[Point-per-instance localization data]
-- -- --

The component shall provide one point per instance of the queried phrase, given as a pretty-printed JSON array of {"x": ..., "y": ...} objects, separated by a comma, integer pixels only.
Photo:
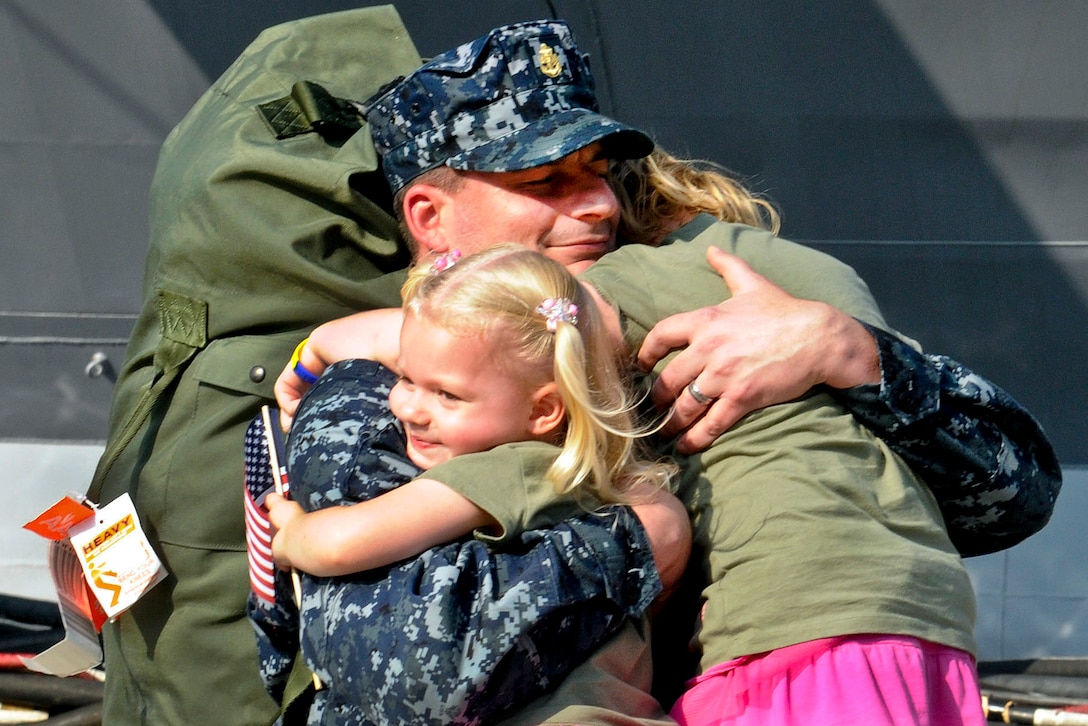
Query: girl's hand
[{"x": 286, "y": 517}]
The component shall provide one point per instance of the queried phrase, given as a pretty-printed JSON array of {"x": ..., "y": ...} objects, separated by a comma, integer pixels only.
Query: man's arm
[
  {"x": 986, "y": 459},
  {"x": 984, "y": 456}
]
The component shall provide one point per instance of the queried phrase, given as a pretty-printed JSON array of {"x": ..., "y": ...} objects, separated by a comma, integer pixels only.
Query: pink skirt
[{"x": 853, "y": 679}]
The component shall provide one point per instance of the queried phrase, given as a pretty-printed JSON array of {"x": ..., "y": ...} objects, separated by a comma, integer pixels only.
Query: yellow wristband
[{"x": 296, "y": 365}]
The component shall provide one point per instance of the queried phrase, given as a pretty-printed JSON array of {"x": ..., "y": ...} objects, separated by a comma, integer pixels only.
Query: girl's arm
[
  {"x": 372, "y": 334},
  {"x": 399, "y": 524}
]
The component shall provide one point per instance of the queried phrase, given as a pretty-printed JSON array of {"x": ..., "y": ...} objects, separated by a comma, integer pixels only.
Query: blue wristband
[{"x": 296, "y": 365}]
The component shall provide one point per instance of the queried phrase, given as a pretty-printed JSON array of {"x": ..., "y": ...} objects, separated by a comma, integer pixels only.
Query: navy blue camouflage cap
[{"x": 517, "y": 98}]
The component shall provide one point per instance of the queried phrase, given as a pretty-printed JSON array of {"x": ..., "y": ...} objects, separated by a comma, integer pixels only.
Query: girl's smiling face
[{"x": 459, "y": 394}]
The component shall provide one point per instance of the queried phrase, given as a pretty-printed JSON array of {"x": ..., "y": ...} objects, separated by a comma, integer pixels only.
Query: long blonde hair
[
  {"x": 660, "y": 193},
  {"x": 497, "y": 292}
]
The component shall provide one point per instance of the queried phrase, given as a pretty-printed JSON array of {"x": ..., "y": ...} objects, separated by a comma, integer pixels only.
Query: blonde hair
[
  {"x": 660, "y": 193},
  {"x": 497, "y": 292}
]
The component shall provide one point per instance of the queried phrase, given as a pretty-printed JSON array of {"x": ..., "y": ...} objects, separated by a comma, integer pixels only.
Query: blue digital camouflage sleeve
[{"x": 986, "y": 459}]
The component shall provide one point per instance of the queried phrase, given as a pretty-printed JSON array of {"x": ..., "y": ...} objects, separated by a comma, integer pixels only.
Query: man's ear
[
  {"x": 425, "y": 208},
  {"x": 548, "y": 411}
]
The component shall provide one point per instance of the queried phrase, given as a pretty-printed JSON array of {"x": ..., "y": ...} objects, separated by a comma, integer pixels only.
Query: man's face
[{"x": 565, "y": 210}]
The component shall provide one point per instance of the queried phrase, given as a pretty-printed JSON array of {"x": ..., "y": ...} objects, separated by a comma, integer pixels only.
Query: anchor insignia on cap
[{"x": 549, "y": 61}]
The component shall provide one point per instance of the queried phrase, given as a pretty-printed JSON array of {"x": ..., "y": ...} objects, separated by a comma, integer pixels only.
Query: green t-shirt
[
  {"x": 806, "y": 525},
  {"x": 509, "y": 482}
]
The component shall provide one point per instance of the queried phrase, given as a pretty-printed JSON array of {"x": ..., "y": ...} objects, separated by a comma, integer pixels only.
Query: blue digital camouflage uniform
[
  {"x": 984, "y": 456},
  {"x": 459, "y": 635}
]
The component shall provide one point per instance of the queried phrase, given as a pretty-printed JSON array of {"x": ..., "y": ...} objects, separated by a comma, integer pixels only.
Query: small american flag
[{"x": 264, "y": 471}]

-- -- --

§ **PROBLEM TO SOLVE**:
Leave the pictures behind and repeat each entry exactly.

§ **SOLVED EXERCISE**:
The component shall provide one point per instance of the queried phrase, given as a pretty-printed JSON array of {"x": ..., "y": ...} objects, separated by a comma, integer pixels only.
Photo:
Query: girl's hand
[{"x": 286, "y": 517}]
The component shall provide one point per instance of the queried phrase, given as a pretty-printed JSON array of {"x": ..., "y": ...} objects, separated by a comma, integer pixels only.
Query: man's arm
[
  {"x": 986, "y": 459},
  {"x": 984, "y": 456}
]
The component shall provide one point per instance of the queried phrase, given as a pretty-printed JSON array of {"x": ..., "y": ...} objects, separated by a comma, integer pixels only.
Query: pink skirt
[{"x": 853, "y": 679}]
The component shall provide one point per instance of the queried phrase, given as a pretty-printed JSON array of {"x": ..., "y": ...} objects, separated by a comma, integer pixels only.
Query: yellow wristband
[{"x": 296, "y": 365}]
The component shall provide one point per instance of the queried phrase, given as a pretty-printed JSON array of {"x": ..., "y": ...} objects, separated by a comma, integer pixels only.
Query: girl's arm
[
  {"x": 372, "y": 334},
  {"x": 399, "y": 524}
]
The component shall provide one point per instance of the queried phrase, given as a pretty-printed JSON array of {"x": ..., "y": ...} objects, separated by a comma, integer pixels only.
Query: blue wristband
[{"x": 296, "y": 365}]
The component shall provide one point per instance of the queried phrase, given as a pretty-printed JSON array of {"x": ..., "y": ...} objects, separated by a comma, integer pixels only.
Query: navy blue camouflage cap
[{"x": 517, "y": 98}]
The component shall provide one point per instance of the queried phrase, given as a pretty-printed JSON array of {"x": ..., "y": ...} objects, separated by a comma, integer pixels only.
Query: girl's smiling face
[{"x": 459, "y": 394}]
The component shall provide one point per instance of the queried phrase, given as a pretty-printed JSON array of {"x": ..., "y": ...} objects, separated by a comma, integer pixels only.
Query: long blonde hair
[
  {"x": 660, "y": 193},
  {"x": 497, "y": 292}
]
The component shall provide one point per instance of the queried phrase, given as a pretty-printed JSON array of {"x": ..., "y": ...} objects, separated by a comma, integer pixels only.
Query: blonde hair
[
  {"x": 660, "y": 193},
  {"x": 497, "y": 292}
]
The component shall provide one point per instance of the queried phrase, given as a pretty-printed JSON array of {"x": ..., "y": ...} objects, separated by a comma, integer pixels only.
Query: blue digital camouflage sleeve
[{"x": 986, "y": 459}]
The component shall provide one point per instance of the queried phrase, given as a pretty-printed JSON array of {"x": ..., "y": ...} objects, separated by a comma, integer pixels only.
Query: man's ear
[
  {"x": 425, "y": 208},
  {"x": 548, "y": 411}
]
The component shall provide one point per instance of the queried phrase, given as a pretty-printed JSON array of {"x": ..., "y": ...} objects, separated by a comma, integer pixels only.
Query: man's face
[{"x": 565, "y": 210}]
The component shall provide one point per instance of the queried phrase, given as a pretty-printed JSON array of {"x": ..., "y": ...} objects, separated by a comma, integer pixels only.
Query: anchor insignia on cap
[{"x": 549, "y": 61}]
The component shall provide one point per instance of the queried phrase, given as a pretty-printed JSON array of {"x": ..., "y": ...} objects, separated by a comma, integer pixels only.
Query: green t-shirt
[
  {"x": 806, "y": 525},
  {"x": 509, "y": 482}
]
The component shall provide one point per instance of the queried phrase, given as a pretty-printed JSON array of {"x": ..., "y": ...} objects, separated by a comma, integer pixels only.
Query: blue digital camouflage uniform
[
  {"x": 984, "y": 456},
  {"x": 459, "y": 635}
]
The component shall provide one point per instance of the queried phrase, given as a pretty-printed JSON array of {"x": ..., "y": ...} objects, separated by a comma, integer pixels only.
Query: small american flag
[{"x": 264, "y": 471}]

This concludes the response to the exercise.